▸ **CHALLENGE**: Give every entry again, word for word.

▸ **MATERIAL TO PROCESS**:
━━━━

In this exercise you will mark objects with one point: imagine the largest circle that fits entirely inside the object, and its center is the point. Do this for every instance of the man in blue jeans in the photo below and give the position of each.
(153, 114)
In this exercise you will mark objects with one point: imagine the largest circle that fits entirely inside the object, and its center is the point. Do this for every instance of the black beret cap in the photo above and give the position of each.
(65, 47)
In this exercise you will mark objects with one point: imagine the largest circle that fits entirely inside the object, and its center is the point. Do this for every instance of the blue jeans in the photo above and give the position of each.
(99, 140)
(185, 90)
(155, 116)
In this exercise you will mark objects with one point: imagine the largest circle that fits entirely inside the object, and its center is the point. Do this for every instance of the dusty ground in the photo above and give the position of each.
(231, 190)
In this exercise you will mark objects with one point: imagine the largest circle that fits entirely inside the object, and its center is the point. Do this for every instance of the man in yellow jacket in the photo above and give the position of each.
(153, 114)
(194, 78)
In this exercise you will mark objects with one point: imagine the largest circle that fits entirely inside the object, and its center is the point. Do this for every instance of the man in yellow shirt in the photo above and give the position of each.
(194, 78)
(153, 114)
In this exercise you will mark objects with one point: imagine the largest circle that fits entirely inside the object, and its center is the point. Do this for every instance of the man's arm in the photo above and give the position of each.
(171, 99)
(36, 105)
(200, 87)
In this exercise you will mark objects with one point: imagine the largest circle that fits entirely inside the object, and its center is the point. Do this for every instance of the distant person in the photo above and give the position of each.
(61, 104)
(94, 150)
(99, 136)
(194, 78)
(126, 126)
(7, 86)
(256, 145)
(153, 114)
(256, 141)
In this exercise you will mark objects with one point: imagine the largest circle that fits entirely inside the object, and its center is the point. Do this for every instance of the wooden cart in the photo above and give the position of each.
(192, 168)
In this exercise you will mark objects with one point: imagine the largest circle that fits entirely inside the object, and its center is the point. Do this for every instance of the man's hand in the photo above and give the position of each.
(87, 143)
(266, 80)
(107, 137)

━━━━

▸ **RESULT OF THIS TASK**:
In this exercise you will mark objects with one point: imagine the largest circle that fits entirely inside the object, and its center is the point. Do this for every instance of the man in blue jeans in the photo below and give the position of each.
(153, 114)
In this exercise you will mark objects with one point: imagine the largest circle that fits entirely inside the object, and its center is the point. Do this for every instance of the black beret cap in the photo above and give the position of each.
(65, 47)
In this exercise you will mark objects with one point: imagine the largest circle that fits entirely inside the object, and its center is the point. Do this for every instance of the blue jeans in the photo above and give the position of each.
(99, 140)
(185, 90)
(155, 116)
In this exercise you will mark objects with one point: imagine the largest circle that fits entirely inside the object, and its center is the point. Do this for every instance of the dusty ground in the photo above and give the position of each.
(231, 190)
In this exercise you will mark objects with one point: imagine the largest circle that fits entirely inside the object, and its center is the point. Do this for every instance of the man in yellow jacket in the photo above and give the position of each.
(153, 114)
(194, 78)
In this exercise you will mark objects with one point: imagine the largest circle that fits entirely inside the object, and its center is the point. Do this for every instance of the man in yellow shirt in the photo above and give the position of each.
(194, 78)
(153, 114)
In this exercise you will mark objects with one point: imagine the largest circle that fits entirely inside the object, and its center is the point. Do this for every instance of the man's arm in the photo above and give the position of each.
(171, 99)
(36, 105)
(200, 87)
In this exercise you will mark objects with one point: imagine the largest circle that fits entirely inside the object, and its center is the point. Do this for every instance of the distant person in the photo above and give the position of each.
(61, 104)
(94, 150)
(99, 136)
(194, 78)
(126, 126)
(7, 86)
(256, 145)
(153, 114)
(256, 141)
In this exercise you will mark objects with one point: imagine the largest circle that fits entirely inside the object, and its center is the point. Do this for every instance of the wooden cart in the photo above and give the position of each.
(192, 168)
In this exercise you will mark objects with one point: imagine the largest circle that fits entirely inside the object, and its center is the point. Do this for every instance of the man's hand in the photo above and give the position of each.
(87, 143)
(266, 80)
(107, 137)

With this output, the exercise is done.